Ricopia queste righe senza cambiare nulla, dalla prima all'ultima voce.
--- VOCI ESTRATTE ---
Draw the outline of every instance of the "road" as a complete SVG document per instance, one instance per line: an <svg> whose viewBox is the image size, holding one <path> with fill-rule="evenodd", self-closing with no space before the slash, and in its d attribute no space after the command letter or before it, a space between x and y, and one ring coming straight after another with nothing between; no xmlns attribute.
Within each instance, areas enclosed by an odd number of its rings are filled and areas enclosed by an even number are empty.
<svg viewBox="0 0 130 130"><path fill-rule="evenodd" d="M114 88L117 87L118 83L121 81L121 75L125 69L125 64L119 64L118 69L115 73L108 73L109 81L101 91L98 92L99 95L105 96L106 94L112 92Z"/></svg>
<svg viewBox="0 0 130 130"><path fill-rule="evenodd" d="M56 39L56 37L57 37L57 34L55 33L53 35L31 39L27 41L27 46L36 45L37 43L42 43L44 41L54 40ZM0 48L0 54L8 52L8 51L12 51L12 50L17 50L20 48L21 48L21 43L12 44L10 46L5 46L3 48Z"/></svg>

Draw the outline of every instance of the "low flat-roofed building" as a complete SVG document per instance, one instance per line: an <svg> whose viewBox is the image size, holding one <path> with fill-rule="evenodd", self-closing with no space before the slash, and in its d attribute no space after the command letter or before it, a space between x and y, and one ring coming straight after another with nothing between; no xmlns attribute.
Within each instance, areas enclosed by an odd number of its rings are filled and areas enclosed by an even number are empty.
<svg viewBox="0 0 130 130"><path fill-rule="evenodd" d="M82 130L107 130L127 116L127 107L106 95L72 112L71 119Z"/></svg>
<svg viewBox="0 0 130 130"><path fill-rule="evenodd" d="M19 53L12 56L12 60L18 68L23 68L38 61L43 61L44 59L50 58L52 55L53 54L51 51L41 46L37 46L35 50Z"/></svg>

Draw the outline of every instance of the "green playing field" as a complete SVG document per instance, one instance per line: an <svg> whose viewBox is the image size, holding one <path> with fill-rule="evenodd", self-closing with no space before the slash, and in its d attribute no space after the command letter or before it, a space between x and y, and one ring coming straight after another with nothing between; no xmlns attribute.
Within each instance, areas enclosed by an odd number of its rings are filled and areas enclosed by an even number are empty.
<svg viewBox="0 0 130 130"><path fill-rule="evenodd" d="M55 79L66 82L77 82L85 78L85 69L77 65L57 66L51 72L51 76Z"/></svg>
---
RISPOSTA ATTESA =>
Draw the outline of every instance of the "road" as a complete SVG document per instance, one instance per line: an <svg> whose viewBox is the image size, holding one <path> with fill-rule="evenodd", self-closing with no space before the slash, and in its d attribute no space after the command letter or before it, a space between x and y, and one ring coming straight after another with nothing between; no xmlns attribute.
Within each instance, areas enclosed by an odd number of its rings are filled and areas enclosed by an even number are empty.
<svg viewBox="0 0 130 130"><path fill-rule="evenodd" d="M114 88L117 87L118 83L121 81L121 75L125 69L125 64L119 64L118 69L115 73L108 73L109 81L101 91L98 92L99 95L105 96L106 94L112 92Z"/></svg>
<svg viewBox="0 0 130 130"><path fill-rule="evenodd" d="M56 39L56 37L57 37L57 34L55 33L53 35L31 39L27 41L27 46L36 45L37 43L42 43L44 41L54 40ZM0 48L0 54L8 52L8 51L12 51L12 50L17 50L20 48L21 48L21 43L12 44L10 46L5 46L3 48Z"/></svg>

Draw the outline of every instance of the "low flat-roofed building" as a complete SVG document per instance, one instance per line: an <svg> whose viewBox is the image size, holding one <path> with fill-rule="evenodd", self-closing with no space before the slash, and in its d attribute no space after the command letter or before it, a space between x and y, and one ring coming straight after another with nothing between; no xmlns attribute.
Within each instance, areas enclosed by an odd number of its rings are filled and areas enclosed by an even number are empty.
<svg viewBox="0 0 130 130"><path fill-rule="evenodd" d="M82 130L107 130L127 116L127 107L106 95L72 112L71 119Z"/></svg>
<svg viewBox="0 0 130 130"><path fill-rule="evenodd" d="M19 53L12 56L12 60L18 68L23 68L38 61L43 61L44 59L50 58L52 55L53 54L51 51L41 46L37 46L35 50Z"/></svg>

Draw the outline of every instance of the "green playing field" as a complete SVG document per instance, one instance per line: an <svg> whose viewBox is the image size, holding one <path> with fill-rule="evenodd", self-closing with no space before the slash, and in its d attribute no space after the command letter or before it, a space between x and y, and one ring coming straight after another with nothing between; no xmlns attribute.
Within each instance, areas enclosed by an odd number of its rings are filled and areas enclosed by an even number are empty.
<svg viewBox="0 0 130 130"><path fill-rule="evenodd" d="M55 79L66 82L77 82L85 78L85 69L77 65L57 66L51 72L51 76Z"/></svg>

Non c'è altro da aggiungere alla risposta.